→ AIM OF THE TASK
In the answer, each line from the top of the material through the line that contains "Audit check: the concrete walkway" is restated exactly. No picture is given again.
START PROVIDED DATA
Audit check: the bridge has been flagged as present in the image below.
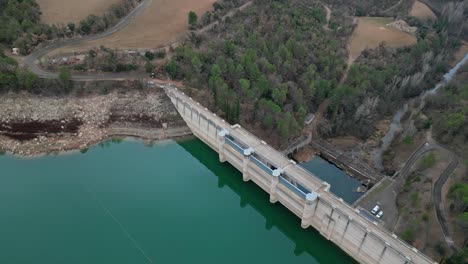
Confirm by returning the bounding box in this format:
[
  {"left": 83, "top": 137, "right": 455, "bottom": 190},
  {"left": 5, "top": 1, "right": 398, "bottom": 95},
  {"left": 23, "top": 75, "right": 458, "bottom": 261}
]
[{"left": 161, "top": 84, "right": 436, "bottom": 264}]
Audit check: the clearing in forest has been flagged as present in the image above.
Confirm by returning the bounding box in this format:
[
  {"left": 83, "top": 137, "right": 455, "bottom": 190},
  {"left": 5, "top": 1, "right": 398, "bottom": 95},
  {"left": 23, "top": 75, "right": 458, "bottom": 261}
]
[
  {"left": 52, "top": 0, "right": 217, "bottom": 53},
  {"left": 409, "top": 1, "right": 437, "bottom": 20},
  {"left": 37, "top": 0, "right": 121, "bottom": 24},
  {"left": 348, "top": 17, "right": 417, "bottom": 63}
]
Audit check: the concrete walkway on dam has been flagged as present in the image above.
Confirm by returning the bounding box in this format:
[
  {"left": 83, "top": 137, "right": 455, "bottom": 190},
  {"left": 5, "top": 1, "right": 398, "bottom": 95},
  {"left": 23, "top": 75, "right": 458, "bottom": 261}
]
[{"left": 161, "top": 83, "right": 437, "bottom": 264}]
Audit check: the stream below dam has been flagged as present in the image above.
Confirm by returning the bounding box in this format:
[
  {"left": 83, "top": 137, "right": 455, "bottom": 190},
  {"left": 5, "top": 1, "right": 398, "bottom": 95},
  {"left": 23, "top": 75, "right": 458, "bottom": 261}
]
[
  {"left": 0, "top": 139, "right": 355, "bottom": 264},
  {"left": 372, "top": 53, "right": 468, "bottom": 170}
]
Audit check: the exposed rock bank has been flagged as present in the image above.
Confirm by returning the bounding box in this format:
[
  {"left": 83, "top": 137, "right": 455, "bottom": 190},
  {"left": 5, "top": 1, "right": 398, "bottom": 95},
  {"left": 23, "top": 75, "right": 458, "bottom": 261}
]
[{"left": 0, "top": 90, "right": 190, "bottom": 156}]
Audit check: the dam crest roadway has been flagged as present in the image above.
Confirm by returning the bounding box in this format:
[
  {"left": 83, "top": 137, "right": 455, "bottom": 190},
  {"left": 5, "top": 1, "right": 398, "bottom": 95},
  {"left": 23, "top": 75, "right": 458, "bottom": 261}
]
[{"left": 161, "top": 83, "right": 437, "bottom": 264}]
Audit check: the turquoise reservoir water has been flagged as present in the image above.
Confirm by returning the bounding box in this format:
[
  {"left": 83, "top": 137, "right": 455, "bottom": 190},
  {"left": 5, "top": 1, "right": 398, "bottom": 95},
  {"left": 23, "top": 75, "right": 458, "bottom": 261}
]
[
  {"left": 301, "top": 157, "right": 363, "bottom": 204},
  {"left": 0, "top": 139, "right": 355, "bottom": 264}
]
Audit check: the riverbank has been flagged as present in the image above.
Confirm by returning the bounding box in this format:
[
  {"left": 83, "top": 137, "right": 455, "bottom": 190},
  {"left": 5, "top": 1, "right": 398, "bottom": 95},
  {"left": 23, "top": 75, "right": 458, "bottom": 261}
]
[{"left": 0, "top": 89, "right": 191, "bottom": 157}]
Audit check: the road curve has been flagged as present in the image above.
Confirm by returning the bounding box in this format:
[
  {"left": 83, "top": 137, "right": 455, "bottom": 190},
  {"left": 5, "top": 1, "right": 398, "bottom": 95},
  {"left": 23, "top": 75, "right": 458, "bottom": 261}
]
[
  {"left": 23, "top": 0, "right": 152, "bottom": 81},
  {"left": 24, "top": 0, "right": 255, "bottom": 81},
  {"left": 433, "top": 153, "right": 459, "bottom": 252}
]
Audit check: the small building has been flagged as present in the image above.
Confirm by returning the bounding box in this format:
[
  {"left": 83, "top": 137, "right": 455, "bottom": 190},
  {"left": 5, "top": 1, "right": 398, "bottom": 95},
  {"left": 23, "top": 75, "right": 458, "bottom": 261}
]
[
  {"left": 304, "top": 113, "right": 315, "bottom": 125},
  {"left": 12, "top": 48, "right": 19, "bottom": 55}
]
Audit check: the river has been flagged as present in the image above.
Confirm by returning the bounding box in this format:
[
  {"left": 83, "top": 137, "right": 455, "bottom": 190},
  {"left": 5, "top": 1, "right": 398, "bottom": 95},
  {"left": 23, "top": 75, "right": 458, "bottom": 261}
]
[
  {"left": 372, "top": 53, "right": 468, "bottom": 170},
  {"left": 0, "top": 139, "right": 355, "bottom": 264}
]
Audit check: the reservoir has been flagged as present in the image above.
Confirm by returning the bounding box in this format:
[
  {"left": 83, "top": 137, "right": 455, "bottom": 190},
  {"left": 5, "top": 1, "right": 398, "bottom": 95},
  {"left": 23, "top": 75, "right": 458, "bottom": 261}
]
[{"left": 0, "top": 139, "right": 355, "bottom": 264}]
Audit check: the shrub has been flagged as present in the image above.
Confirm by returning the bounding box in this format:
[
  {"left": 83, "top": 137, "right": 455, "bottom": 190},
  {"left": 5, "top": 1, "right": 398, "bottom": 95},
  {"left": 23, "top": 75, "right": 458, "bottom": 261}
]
[
  {"left": 145, "top": 61, "right": 154, "bottom": 73},
  {"left": 403, "top": 178, "right": 412, "bottom": 192},
  {"left": 401, "top": 228, "right": 415, "bottom": 243},
  {"left": 144, "top": 51, "right": 154, "bottom": 60},
  {"left": 410, "top": 192, "right": 420, "bottom": 206},
  {"left": 402, "top": 135, "right": 413, "bottom": 145},
  {"left": 422, "top": 213, "right": 429, "bottom": 221},
  {"left": 419, "top": 152, "right": 436, "bottom": 170},
  {"left": 188, "top": 11, "right": 198, "bottom": 29},
  {"left": 155, "top": 50, "right": 166, "bottom": 59},
  {"left": 434, "top": 241, "right": 446, "bottom": 256}
]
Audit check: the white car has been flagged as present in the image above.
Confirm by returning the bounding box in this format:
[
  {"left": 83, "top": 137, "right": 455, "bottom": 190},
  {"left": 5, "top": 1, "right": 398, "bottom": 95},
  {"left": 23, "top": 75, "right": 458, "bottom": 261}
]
[
  {"left": 376, "top": 211, "right": 384, "bottom": 219},
  {"left": 371, "top": 205, "right": 380, "bottom": 215}
]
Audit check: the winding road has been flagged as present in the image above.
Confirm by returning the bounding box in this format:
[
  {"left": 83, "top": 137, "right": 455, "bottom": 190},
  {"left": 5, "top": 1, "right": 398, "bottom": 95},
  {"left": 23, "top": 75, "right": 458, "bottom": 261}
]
[
  {"left": 23, "top": 0, "right": 254, "bottom": 81},
  {"left": 23, "top": 0, "right": 152, "bottom": 80},
  {"left": 434, "top": 154, "right": 459, "bottom": 252},
  {"left": 393, "top": 137, "right": 459, "bottom": 252}
]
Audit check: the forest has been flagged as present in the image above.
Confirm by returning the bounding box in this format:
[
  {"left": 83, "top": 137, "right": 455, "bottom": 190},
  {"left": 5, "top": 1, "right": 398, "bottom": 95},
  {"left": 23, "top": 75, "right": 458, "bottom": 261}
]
[
  {"left": 167, "top": 0, "right": 351, "bottom": 145},
  {"left": 166, "top": 0, "right": 466, "bottom": 146}
]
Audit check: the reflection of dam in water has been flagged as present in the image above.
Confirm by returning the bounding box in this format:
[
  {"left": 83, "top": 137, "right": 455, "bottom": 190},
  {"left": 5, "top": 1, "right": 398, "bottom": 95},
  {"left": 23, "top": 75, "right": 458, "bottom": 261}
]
[
  {"left": 0, "top": 140, "right": 355, "bottom": 263},
  {"left": 165, "top": 85, "right": 437, "bottom": 264},
  {"left": 300, "top": 156, "right": 363, "bottom": 204}
]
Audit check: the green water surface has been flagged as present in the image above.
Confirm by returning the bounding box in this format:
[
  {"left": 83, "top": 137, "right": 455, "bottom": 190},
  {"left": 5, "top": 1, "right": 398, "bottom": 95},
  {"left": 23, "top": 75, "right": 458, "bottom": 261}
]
[{"left": 0, "top": 139, "right": 355, "bottom": 264}]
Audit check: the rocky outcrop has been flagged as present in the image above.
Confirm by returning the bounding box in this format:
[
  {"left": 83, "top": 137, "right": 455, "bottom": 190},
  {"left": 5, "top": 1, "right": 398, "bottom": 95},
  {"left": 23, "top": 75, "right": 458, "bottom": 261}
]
[{"left": 387, "top": 20, "right": 418, "bottom": 35}]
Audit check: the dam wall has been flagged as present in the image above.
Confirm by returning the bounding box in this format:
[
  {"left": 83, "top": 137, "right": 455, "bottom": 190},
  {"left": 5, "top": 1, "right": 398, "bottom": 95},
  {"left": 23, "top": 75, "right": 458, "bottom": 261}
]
[{"left": 163, "top": 85, "right": 436, "bottom": 264}]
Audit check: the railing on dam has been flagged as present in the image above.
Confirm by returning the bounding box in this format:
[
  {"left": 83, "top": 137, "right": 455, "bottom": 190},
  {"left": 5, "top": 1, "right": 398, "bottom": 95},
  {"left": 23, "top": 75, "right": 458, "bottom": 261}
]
[
  {"left": 162, "top": 84, "right": 437, "bottom": 264},
  {"left": 279, "top": 176, "right": 308, "bottom": 199}
]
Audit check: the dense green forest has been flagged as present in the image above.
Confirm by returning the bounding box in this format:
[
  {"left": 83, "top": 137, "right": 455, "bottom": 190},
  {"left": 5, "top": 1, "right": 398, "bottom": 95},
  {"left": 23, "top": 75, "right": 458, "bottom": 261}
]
[
  {"left": 166, "top": 0, "right": 466, "bottom": 145},
  {"left": 0, "top": 0, "right": 44, "bottom": 52},
  {"left": 167, "top": 0, "right": 351, "bottom": 144}
]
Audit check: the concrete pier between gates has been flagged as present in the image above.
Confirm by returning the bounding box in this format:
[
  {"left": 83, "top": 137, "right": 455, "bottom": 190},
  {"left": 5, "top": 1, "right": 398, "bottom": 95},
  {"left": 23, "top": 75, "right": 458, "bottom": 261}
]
[{"left": 162, "top": 84, "right": 437, "bottom": 264}]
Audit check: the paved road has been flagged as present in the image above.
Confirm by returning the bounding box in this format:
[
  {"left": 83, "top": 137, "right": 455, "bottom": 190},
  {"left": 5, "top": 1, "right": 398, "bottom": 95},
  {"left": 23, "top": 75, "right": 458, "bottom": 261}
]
[
  {"left": 23, "top": 0, "right": 152, "bottom": 80},
  {"left": 357, "top": 141, "right": 437, "bottom": 229},
  {"left": 433, "top": 152, "right": 459, "bottom": 253},
  {"left": 394, "top": 142, "right": 435, "bottom": 179},
  {"left": 23, "top": 0, "right": 254, "bottom": 81}
]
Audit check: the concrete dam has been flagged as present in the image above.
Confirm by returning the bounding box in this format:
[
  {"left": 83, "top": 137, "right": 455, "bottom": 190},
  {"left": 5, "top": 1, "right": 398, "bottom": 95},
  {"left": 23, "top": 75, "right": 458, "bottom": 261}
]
[{"left": 162, "top": 84, "right": 436, "bottom": 264}]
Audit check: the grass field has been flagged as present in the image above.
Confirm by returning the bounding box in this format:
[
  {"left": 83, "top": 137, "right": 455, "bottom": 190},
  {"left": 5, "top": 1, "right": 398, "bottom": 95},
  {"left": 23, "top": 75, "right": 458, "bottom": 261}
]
[
  {"left": 409, "top": 1, "right": 437, "bottom": 20},
  {"left": 51, "top": 0, "right": 217, "bottom": 53},
  {"left": 37, "top": 0, "right": 121, "bottom": 24},
  {"left": 348, "top": 17, "right": 417, "bottom": 63}
]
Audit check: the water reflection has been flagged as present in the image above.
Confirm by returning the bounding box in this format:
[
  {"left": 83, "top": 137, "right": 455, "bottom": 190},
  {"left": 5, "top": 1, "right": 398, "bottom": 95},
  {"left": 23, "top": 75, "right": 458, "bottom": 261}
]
[{"left": 178, "top": 139, "right": 356, "bottom": 263}]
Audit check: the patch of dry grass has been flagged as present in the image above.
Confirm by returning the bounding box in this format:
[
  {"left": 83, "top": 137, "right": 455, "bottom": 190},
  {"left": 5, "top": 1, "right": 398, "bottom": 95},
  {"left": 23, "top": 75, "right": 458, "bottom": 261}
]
END PROVIDED DATA
→ ANSWER TO THIS EXERCISE
Audit check: the bridge has been flagged as present in the image below.
Confirm by returning the bounding box in this format:
[
  {"left": 83, "top": 137, "right": 455, "bottom": 190},
  {"left": 5, "top": 1, "right": 398, "bottom": 95},
  {"left": 23, "top": 75, "right": 458, "bottom": 261}
]
[{"left": 161, "top": 84, "right": 436, "bottom": 264}]
Audit check: the clearing in forest has been flagged as present in the image above.
Confirm by returning the bounding box in this format:
[
  {"left": 83, "top": 137, "right": 455, "bottom": 190},
  {"left": 5, "top": 1, "right": 398, "bottom": 95},
  {"left": 23, "top": 75, "right": 458, "bottom": 261}
]
[
  {"left": 52, "top": 0, "right": 217, "bottom": 53},
  {"left": 409, "top": 1, "right": 437, "bottom": 20},
  {"left": 37, "top": 0, "right": 121, "bottom": 24},
  {"left": 348, "top": 17, "right": 417, "bottom": 63}
]
Audit check: the concrete walkway on dam has been flagged as present in the image above.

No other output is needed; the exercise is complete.